=== Tekst do przeczytania ===

O tym, że Obywatele RP i przedstawiciele KODu często używają agresji fizycznej mówi się od dawna. Widać to na licznych nagraniach z organizowanych przez nich manifestacji. Jak się okazuje, praca dziennikarza w Polsce należy do naprawdę niebezpiecznych.
Kilka godzin temu na łamach naszego portalu przedstawialiśmy film z manifestacji KODziarzy, którzy zebrali się pod siedzibą TVP, aby „udowodnić” brak rzetelności i propagandę, którą według niech kreuje Telewizja Publiczna. W gronie protestujących pojawił się znany twórca Mikołaj „Jaok” Janusz.
Jak zwykle, starał się on wyśmiać działania zebranych manifestantów. Niestety, tym razem nie skończyło się na wyzwiskach, agresja słowna bardzo szybko zmieniła się w fizyczną.

===

| Cel zadania 1 |
Jaki znany twórca pojawił się wśród protestujących według tekstu o manifestacji KOD-u?
| Cel zadania 2 |
Oceń, czy poniższe stwierdzenia zgadzają się z tekstem o manifestacji KOD-u. Przy każdym odpowiedz „tak” lub „nie” i zacytuj rozstrzygające słowa tekstu.
(a) Film z manifestacji portal przedstawił kilka godzin wcześniej.
(b) Tym razem wszystko skończyło się na wyzwiskach.
(c) Manifestanci zebrali się pod siedzibą Sejmu.
| Cel zadania 3 |
Podaj dalszy ciąg tekstu o manifestacji KOD-u, zaczynając po jego ostatnim zdaniu.

=== Wybrane wpisy ===

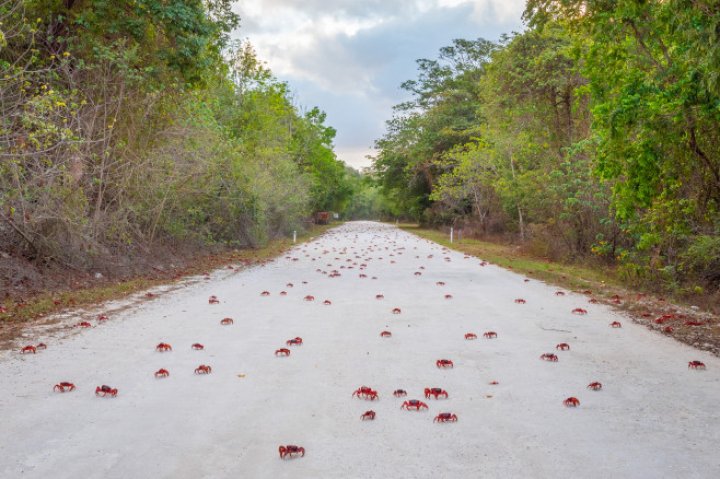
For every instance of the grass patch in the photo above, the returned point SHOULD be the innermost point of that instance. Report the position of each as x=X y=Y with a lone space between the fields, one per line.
x=15 y=313
x=570 y=276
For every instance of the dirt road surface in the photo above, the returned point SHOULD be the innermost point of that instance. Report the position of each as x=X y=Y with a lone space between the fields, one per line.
x=653 y=418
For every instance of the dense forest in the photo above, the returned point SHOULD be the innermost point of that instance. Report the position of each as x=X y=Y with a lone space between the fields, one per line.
x=594 y=133
x=127 y=127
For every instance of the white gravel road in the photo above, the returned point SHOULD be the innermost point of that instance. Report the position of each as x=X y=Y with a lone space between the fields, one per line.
x=653 y=418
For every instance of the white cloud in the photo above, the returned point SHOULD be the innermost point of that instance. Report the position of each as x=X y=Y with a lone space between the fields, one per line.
x=349 y=57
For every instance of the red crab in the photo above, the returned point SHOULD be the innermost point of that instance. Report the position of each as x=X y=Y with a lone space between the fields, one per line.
x=435 y=392
x=64 y=387
x=289 y=450
x=445 y=417
x=549 y=357
x=414 y=404
x=367 y=393
x=444 y=363
x=105 y=390
x=369 y=415
x=364 y=391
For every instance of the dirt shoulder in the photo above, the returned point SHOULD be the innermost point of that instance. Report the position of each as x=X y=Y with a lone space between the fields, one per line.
x=685 y=322
x=61 y=292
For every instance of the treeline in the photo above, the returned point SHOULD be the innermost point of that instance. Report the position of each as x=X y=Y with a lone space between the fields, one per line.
x=593 y=133
x=127 y=125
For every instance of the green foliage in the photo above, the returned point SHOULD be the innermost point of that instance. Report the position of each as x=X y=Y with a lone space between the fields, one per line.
x=594 y=132
x=127 y=123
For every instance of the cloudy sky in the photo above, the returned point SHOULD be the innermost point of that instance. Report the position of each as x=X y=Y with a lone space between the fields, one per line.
x=349 y=57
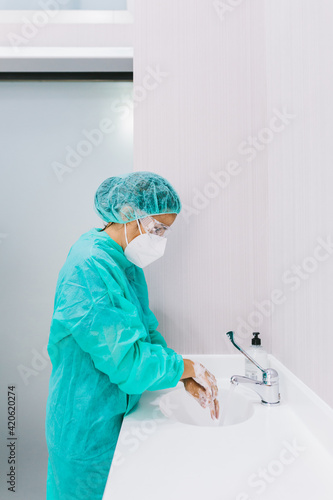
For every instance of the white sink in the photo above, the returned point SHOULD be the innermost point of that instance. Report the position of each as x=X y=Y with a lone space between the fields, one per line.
x=181 y=406
x=169 y=447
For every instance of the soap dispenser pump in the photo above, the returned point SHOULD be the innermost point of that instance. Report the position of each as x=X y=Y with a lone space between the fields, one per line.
x=258 y=353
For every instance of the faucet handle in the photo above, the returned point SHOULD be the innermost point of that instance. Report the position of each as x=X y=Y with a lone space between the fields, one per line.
x=270 y=376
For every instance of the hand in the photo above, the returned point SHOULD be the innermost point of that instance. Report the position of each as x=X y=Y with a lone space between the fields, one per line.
x=203 y=396
x=205 y=378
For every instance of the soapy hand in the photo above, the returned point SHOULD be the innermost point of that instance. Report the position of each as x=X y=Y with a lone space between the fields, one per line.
x=203 y=387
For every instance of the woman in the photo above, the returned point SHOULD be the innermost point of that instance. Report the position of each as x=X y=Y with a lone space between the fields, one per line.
x=104 y=346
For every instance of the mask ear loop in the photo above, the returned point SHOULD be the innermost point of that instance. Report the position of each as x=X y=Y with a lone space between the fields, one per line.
x=126 y=230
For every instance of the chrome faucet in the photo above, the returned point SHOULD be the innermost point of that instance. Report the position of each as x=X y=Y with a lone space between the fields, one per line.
x=268 y=388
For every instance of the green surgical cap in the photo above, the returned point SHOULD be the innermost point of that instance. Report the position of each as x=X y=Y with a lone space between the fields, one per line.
x=132 y=196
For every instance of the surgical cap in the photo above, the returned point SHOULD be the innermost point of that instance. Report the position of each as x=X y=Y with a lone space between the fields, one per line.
x=132 y=196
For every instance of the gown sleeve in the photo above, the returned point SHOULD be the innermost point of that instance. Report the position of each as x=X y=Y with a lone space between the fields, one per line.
x=155 y=336
x=107 y=326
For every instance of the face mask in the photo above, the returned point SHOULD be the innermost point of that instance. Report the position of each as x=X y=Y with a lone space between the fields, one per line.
x=145 y=248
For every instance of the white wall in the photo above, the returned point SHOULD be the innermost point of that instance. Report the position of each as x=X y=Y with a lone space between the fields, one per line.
x=230 y=75
x=300 y=77
x=42 y=215
x=192 y=125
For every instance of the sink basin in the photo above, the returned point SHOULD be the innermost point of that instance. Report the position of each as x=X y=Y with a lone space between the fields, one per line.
x=181 y=406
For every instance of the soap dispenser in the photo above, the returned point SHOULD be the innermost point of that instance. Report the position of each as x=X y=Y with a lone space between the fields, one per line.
x=258 y=353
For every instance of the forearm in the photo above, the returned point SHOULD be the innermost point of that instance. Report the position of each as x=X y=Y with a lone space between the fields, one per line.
x=188 y=369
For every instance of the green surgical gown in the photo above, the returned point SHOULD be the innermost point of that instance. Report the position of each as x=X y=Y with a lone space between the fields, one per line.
x=105 y=352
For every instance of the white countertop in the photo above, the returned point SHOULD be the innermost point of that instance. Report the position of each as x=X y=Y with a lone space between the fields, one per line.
x=283 y=451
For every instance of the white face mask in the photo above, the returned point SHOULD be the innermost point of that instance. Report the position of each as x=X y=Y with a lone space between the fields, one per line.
x=145 y=248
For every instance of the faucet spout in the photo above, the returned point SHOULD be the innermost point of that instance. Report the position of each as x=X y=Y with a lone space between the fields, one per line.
x=267 y=388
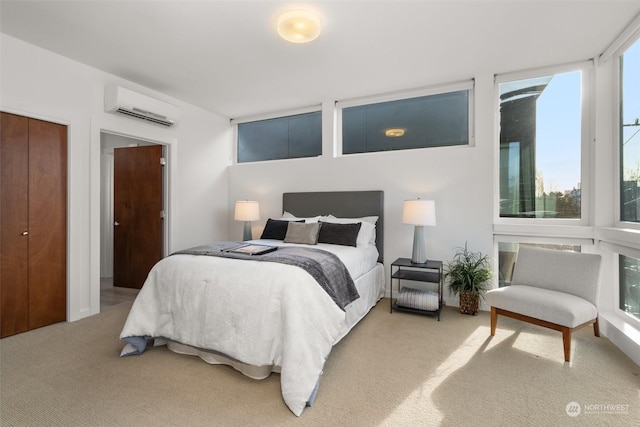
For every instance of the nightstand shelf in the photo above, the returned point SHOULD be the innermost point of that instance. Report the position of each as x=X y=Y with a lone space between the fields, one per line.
x=428 y=272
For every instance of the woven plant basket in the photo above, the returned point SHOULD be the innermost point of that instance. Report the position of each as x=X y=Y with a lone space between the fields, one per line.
x=469 y=303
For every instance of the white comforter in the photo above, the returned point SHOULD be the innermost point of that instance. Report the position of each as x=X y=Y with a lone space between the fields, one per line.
x=260 y=313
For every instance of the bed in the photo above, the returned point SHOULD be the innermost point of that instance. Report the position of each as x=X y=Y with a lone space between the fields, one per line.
x=263 y=317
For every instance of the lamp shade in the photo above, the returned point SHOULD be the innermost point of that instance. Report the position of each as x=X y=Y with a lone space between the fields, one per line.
x=247 y=210
x=419 y=212
x=298 y=26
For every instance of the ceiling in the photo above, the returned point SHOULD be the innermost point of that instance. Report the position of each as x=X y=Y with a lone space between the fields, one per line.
x=226 y=56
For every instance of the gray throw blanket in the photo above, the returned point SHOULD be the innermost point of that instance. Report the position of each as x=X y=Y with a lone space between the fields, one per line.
x=325 y=267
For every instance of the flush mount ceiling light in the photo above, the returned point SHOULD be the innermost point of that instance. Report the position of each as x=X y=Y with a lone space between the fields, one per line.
x=394 y=132
x=298 y=26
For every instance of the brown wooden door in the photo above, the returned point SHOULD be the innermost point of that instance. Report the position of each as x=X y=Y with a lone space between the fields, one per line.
x=14 y=216
x=33 y=228
x=47 y=223
x=138 y=229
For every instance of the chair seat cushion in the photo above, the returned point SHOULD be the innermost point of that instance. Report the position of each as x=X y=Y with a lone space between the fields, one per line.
x=544 y=304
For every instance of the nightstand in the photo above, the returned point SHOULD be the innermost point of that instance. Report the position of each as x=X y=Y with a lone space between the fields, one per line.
x=428 y=272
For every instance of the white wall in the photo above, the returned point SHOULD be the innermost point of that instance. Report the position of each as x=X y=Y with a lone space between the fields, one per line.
x=459 y=179
x=37 y=83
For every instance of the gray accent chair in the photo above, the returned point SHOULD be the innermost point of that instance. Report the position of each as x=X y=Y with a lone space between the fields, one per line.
x=550 y=288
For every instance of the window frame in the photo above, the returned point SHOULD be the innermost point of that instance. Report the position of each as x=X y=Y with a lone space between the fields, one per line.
x=468 y=85
x=534 y=225
x=617 y=96
x=275 y=115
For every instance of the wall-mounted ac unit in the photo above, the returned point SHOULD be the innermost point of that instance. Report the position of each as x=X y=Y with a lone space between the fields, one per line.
x=133 y=104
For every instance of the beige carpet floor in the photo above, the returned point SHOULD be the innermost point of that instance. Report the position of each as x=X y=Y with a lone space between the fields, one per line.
x=391 y=370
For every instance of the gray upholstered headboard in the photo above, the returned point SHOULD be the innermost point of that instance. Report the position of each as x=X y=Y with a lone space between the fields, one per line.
x=346 y=204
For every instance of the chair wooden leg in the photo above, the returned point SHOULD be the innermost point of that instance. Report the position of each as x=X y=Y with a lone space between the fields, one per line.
x=494 y=320
x=566 y=340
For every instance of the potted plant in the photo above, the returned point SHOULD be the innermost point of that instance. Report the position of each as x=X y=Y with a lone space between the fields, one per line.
x=469 y=275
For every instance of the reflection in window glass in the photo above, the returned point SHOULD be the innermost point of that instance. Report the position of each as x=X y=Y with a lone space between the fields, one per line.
x=630 y=285
x=540 y=140
x=508 y=255
x=427 y=121
x=630 y=134
x=280 y=138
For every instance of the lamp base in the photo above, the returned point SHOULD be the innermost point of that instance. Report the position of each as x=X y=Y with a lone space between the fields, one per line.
x=247 y=231
x=419 y=254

===

| Odpowiedź na zadanie 1 |
Mikołaj „Jaok” Janusz.

| Odpowiedź na zadanie 2 |
(a) Tak: „Kilka godzin temu na łamach naszego portalu przedstawialiśmy film z manifestacji KODziarzy”.
(b) Nie: „tym razem nie skończyło się na wyzwiskach”.
(c) Nie: „zebrali się pod siedzibą TVP”.

| Odpowiedź na zadanie 3 |
Tonący brzydko się chwyta. Primo, zdjęcie nie jest stare tu macie sprzed chwili. Jeden konkretnie mi przykopał. Secundo, byłem w tym i jeszcze innych strojach na setkach demonstracji i jakoś nie wywoływało to szału, ale rozumiem, że zwierze da się sprowokować samym wyglądem. pic.twitter.com/W9m6rsUg8t
— Mikołaj „Jaok” Janusz (@JaokJanusz) 4 lutego 2019
To zdjęcie dobitnie pokazuje, że KODziarze użyli siły w stosunku do dziennikarza, atakując go fizycznie. Jak twierdzi Jaok został przekopany, co zresztą doskonale widać po stanie jego nogi.
Śmieszne i smutne zarazem jest to, iż przedstawiciele Obywateli RP natychmiast zarzucili dziennikarzowi manipulację. Manifestanci twierdzą, że obrażenia nie są prawdziwe, a noga jest doskonale ucharakteryzowana.
Przypominamy film z zajścia, w którym ucierpiał Mikołaj „Jaok” Janusz.
Pikieta pod TVP
Pracownik TVP w przebraniu, z głośnikiem i kamerą, wchodzący w pikietujących ludzi po to, aby podsycać agresję.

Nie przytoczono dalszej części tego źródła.